EXTRACT:
Segment Open

With a high degree of probability, the knowledge gained in the experiment can also be transferred to human health. Similar to in seawater, or in the simple body cavity of a freshwater polyp, which during the course of evolution has decoupled from its external environment and a direct food supply, the nutrient supply in the human gut is also changing along with the civilisation-induced changes in eating habits - towards an unbalanced, energy-rich and low-fibre diet.
In addition to direct negative health consequences, a permanently high, easy to process supply of nutrients not only affects the human metabolism it feeds, but also the bacterial colonisation of the intestine, which is also "fed." The microbes switch from the metabolites of the host as their staple food to the abundantly available nutrients from the human food and thus decouple from their interactions with the host organism.
"This over-feeding of the bacteria promotes their growth as a whole, and certain species of bacteria proliferate to the detriment of other members of the microbiome in an increased and uncontrolled manner," emphasised Professor Thomas Bosch, spokesperson of the CRC 1182.
"Thus, along with the change in the composition of the bacterial colonisation, the interactions between bacteria and host organism also change, and a serious maladaptation -- known as dysbiosis -- occurs," explained Dr Peter Deines, research associate at the Kiel metaorganism CRC.
Other civilisation-related factors increase this imbalance of the microbiome. The elimination of periodic fasting resulting from food sources not always being available, the only very rare occurrence of diarrhea leading to episodic reductions of the intestinal bacterial colonisers and the diet-related impoverishment of the microbial diversity in the gut are just a few examples.
The first two of these represent very fundamental mechanisms, which since the early development of humankind right up to the pre-industrial era enabled the microbiome to return to a normal state at regular intervals, and thus regain a healthy and natural composition.

Segment Closed

RAW DATA:
Segment Open

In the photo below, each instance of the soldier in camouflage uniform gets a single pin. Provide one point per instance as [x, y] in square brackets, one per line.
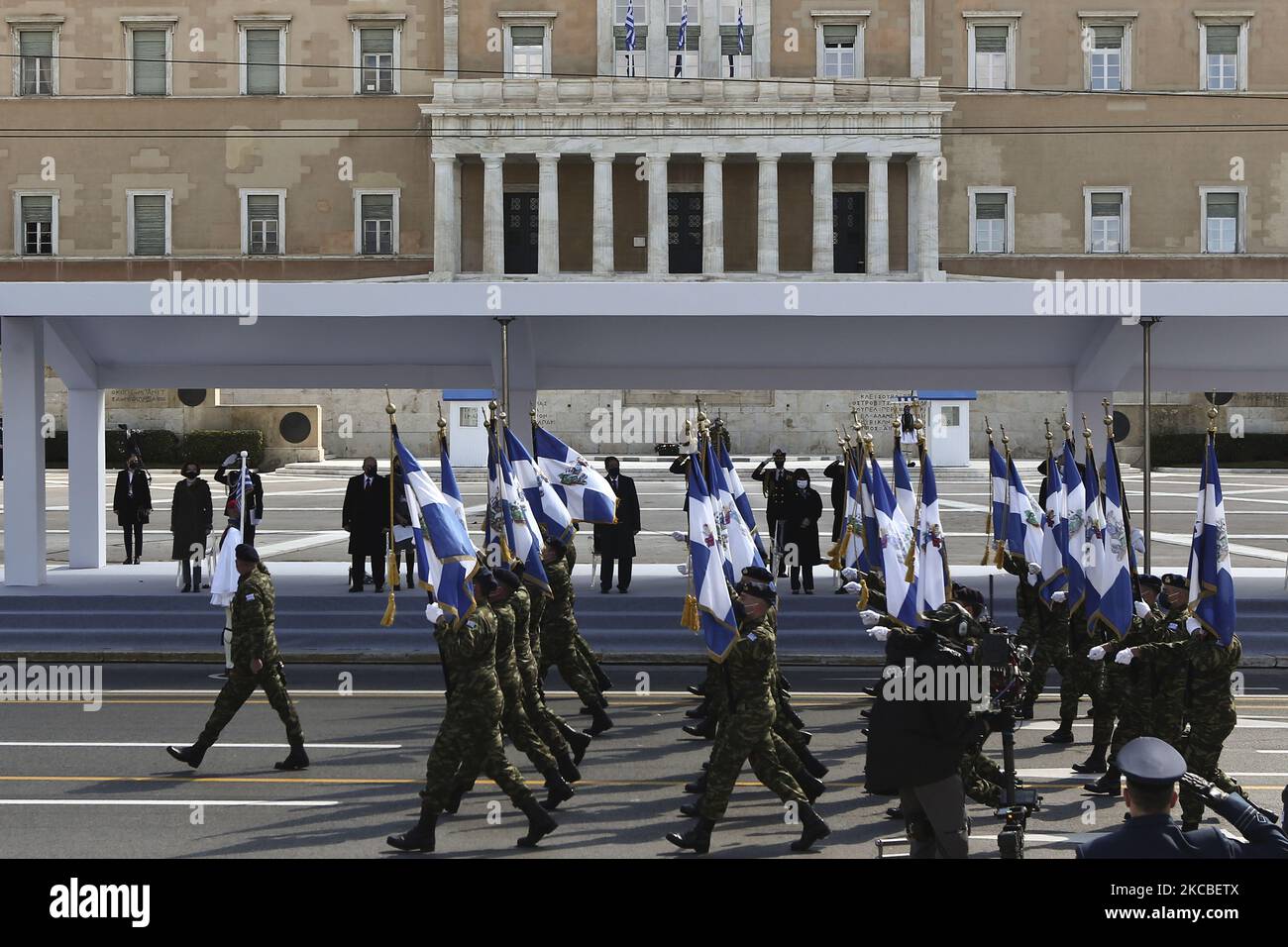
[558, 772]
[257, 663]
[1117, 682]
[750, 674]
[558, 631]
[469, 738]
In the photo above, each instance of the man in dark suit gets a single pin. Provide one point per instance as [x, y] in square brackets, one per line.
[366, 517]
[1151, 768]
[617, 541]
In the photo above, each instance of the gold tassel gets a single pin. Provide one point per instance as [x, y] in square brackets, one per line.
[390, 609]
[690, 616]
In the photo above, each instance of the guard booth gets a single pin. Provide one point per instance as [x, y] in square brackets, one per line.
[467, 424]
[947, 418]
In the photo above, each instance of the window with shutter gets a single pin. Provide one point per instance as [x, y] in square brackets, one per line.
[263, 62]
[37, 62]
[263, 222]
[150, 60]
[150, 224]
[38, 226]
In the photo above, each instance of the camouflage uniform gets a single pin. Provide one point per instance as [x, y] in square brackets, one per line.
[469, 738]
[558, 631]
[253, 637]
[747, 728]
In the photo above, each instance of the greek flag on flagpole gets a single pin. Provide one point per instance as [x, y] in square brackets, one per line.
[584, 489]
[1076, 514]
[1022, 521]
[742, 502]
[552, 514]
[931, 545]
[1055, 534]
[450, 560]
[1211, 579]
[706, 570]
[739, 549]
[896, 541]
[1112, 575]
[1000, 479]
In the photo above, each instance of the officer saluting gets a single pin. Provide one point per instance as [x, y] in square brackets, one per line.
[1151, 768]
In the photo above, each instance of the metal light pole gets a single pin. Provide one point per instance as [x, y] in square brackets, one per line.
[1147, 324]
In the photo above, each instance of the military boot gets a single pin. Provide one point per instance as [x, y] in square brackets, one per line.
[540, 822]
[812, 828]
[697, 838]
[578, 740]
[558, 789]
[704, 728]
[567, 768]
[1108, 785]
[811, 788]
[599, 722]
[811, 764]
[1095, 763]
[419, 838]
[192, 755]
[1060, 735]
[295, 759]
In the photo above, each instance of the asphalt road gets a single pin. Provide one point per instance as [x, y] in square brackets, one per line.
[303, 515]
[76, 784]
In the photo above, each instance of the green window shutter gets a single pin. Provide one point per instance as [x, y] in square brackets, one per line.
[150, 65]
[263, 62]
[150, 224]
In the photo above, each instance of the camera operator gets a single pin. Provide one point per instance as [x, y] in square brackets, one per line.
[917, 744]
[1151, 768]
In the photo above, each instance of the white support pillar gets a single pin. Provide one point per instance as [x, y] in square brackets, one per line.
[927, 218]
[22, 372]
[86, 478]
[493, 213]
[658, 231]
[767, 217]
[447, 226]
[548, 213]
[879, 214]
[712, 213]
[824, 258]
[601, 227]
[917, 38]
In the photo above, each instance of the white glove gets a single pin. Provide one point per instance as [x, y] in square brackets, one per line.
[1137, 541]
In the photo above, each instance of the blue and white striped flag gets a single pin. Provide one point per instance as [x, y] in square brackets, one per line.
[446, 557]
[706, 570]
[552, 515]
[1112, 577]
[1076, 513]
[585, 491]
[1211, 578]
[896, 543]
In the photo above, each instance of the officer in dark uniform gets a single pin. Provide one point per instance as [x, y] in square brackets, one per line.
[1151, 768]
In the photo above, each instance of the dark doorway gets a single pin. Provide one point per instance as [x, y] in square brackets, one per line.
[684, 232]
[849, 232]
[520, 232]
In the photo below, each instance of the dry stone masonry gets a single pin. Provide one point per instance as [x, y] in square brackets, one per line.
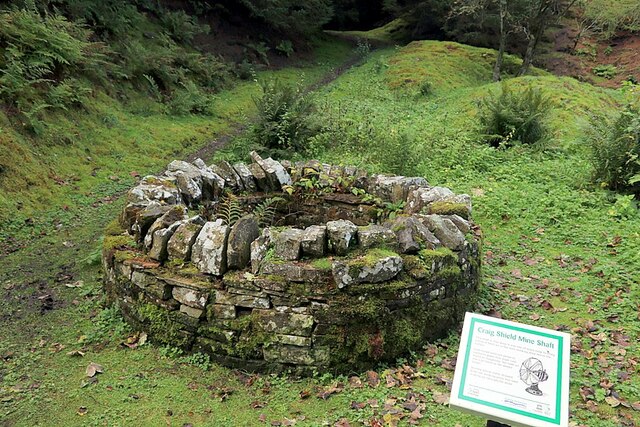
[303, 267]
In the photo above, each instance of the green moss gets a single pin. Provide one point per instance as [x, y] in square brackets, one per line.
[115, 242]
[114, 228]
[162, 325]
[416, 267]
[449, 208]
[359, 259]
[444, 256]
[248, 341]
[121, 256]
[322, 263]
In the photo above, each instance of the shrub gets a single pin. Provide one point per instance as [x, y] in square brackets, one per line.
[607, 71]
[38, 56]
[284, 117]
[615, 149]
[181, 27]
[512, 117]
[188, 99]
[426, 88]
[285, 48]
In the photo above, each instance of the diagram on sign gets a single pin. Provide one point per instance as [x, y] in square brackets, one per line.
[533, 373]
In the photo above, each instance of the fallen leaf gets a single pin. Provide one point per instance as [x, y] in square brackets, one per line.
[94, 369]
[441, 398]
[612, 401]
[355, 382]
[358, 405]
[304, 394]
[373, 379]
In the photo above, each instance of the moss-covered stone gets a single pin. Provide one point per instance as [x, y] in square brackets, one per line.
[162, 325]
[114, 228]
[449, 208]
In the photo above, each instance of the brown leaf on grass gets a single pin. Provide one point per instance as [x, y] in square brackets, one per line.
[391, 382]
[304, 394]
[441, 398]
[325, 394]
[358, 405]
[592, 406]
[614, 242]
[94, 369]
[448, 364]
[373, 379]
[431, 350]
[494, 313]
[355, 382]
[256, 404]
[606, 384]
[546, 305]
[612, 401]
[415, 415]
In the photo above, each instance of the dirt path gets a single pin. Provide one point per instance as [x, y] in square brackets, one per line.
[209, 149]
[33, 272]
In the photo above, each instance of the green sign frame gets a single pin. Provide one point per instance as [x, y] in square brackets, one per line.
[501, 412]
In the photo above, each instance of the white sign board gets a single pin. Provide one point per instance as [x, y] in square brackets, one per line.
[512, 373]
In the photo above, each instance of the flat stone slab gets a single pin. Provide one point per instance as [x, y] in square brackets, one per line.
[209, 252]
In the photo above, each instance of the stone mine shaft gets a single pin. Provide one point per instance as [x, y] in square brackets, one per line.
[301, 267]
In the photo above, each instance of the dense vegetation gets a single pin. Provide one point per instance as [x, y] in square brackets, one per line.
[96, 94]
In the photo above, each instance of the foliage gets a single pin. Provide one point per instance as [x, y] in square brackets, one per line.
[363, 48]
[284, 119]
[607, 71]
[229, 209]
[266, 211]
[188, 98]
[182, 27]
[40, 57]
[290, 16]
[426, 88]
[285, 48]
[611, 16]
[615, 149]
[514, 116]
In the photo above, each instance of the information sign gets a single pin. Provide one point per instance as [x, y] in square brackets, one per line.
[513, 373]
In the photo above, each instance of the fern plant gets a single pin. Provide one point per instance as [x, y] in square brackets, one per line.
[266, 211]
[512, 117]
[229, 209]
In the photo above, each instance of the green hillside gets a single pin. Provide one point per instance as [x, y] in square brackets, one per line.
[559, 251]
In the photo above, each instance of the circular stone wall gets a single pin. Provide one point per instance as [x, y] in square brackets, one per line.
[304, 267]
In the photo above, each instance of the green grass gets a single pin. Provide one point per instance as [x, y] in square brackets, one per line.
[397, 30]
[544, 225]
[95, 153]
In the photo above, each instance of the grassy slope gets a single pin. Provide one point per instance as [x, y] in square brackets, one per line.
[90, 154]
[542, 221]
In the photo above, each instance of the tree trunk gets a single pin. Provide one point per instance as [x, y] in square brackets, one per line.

Segment Closed

CHECK YOUR UNDERSTANDING:
A – Please repeat the part of the microbiome passage between "The first two" and "and natural composition.", inclusive.
B – Answer these questions from the microbiome passage:
(i) Toward what kind of diet are human eating habits said to be changing?
(ii) Who is named as spokesperson of the CRC 1182?
(iii) What name is given to the serious maladaptation that occurs?

REPLIES:
A –
The first two of these represent very fundamental mechanisms, which since the early development of humankind right up to the pre-industrial era enabled the microbiome to return to a normal state at regular intervals, and thus regain a healthy and natural composition.

B –
(i) An unbalanced, energy-rich and low-fibre diet.
(ii) Professor Thomas Bosch.
(iii) Dysbiosis.